A. First Amendment Retaliation
1. Retaliation for Filing State Action
Plaintiff alleges that defendants violated his First Amendment Rights by denying him a promotion and placing him on administrative leave in retaliation for filing the state action. (FAC ¶¶ 39, 58.) However, plaintiff cannot establish that he engaged in protected speech for the same reasons discussed in the November 11, 2016 Order granting defendants' Motion to Dismiss. To state a First Amendment claim in the public employment context, a public employee must allege that he "spoke on a matter of public concern." Karl v. City of Mountlake Terrace, 678 F.3d 1062, 1068 (9th Cir. 2012). However, the subject matter of plaintiff's state court litigation concerns issues that amount to "individual personnel disputes and grievances," and thus they do not constitute protected speech under the First Amendment. See Desrochers v. City of San Bernardino, 572 F.3d 703, 710 (9th Cir. 2009) ("[S]peech that deals with individual personnel disputes and grievances and that would be of no relevance to the public's evaluation of the performance of governmental agencies is generally not of public concern.").
2. Retaliation for Association with David Helm
Plaintiff also alleges that defendants violated his First Amendment Rights by retaliating against him for his association with David Helm. (FAC ¶¶ 39, 58.)
Prior to working for the Tracy Police Department, plaintiff worked as a police officer for the City of Hayward with fellow officer David Helm. (Dep. of David Helm Vol. I ("Helm Dep. I") at 21:16-21; Espinoza Dep. I at 214:13-23.). Plaintiff alleges that in 2011, Helm made requests for records under the California Public Records Act and lodged formal and informal complaints about a pattern of retaliation at the Tracy Police Department. (FAC ¶ 38(c).) Plaintiff further alleges that he and Helm were close, and during the state court litigation he was questioned about his relationship with Helm. (Id.)
________________
=== THE TASKS ===
1. List every section heading in the court excerpt on First Amendment retaliation.
2. In the court excerpt on First Amendment retaliation, take the passage starting with "Prior to working" and going on through "with Helm. (Id.)", and swap "Tracy Police Department" for "Tracy police force" wherever it occurs.
The rows come from a separate source, not from the court excerpt.

=== DATA LISTING ===
________________
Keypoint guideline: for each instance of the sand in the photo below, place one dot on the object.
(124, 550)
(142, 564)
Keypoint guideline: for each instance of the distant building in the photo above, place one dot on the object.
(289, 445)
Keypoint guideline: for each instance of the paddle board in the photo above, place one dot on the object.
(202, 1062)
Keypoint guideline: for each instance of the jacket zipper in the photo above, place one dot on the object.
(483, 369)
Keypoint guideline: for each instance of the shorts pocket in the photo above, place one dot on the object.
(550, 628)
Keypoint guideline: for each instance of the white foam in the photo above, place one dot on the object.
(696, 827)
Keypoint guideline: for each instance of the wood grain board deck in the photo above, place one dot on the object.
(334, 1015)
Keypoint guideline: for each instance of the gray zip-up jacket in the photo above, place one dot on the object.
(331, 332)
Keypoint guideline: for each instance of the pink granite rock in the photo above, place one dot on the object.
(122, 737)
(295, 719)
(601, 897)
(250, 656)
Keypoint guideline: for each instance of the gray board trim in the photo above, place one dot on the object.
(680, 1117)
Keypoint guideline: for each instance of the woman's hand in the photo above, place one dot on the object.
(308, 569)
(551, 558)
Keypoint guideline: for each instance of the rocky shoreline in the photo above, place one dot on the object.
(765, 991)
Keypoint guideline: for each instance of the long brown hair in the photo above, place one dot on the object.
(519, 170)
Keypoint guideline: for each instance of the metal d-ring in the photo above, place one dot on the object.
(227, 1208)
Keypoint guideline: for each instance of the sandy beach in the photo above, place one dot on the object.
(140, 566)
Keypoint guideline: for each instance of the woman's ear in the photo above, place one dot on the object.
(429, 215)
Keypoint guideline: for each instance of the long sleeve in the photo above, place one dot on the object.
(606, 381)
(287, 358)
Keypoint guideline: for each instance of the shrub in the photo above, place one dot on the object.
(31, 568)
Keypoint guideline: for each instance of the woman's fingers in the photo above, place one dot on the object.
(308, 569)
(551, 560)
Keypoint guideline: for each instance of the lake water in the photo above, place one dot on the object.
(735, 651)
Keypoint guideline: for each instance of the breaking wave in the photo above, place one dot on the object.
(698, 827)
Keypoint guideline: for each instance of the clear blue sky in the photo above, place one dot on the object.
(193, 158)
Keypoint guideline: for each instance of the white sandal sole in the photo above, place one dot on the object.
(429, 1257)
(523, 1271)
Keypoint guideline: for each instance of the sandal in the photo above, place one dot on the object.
________________
=== THE ANSWERS ===
1.
First Amendment Retaliation
Retaliation for Filing State Action
Retaliation for Association with David Helm

2.
Prior to working for the Tracy police force, plaintiff worked as a police officer for the City of Hayward with fellow officer David Helm. (Dep. of David Helm Vol. I ("Helm Dep. I") at 21:16-21; Espinoza Dep. I at 214:13-23.). Plaintiff alleges that in 2011, Helm made requests for records under the California Public Records Act and lodged formal and informal complaints about a pattern of retaliation at the Tracy police force. (FAC ¶ 38(c).) Plaintiff further alleges that he and Helm were close, and during the state court litigation he was questioned about his relationship with Helm. (Id.)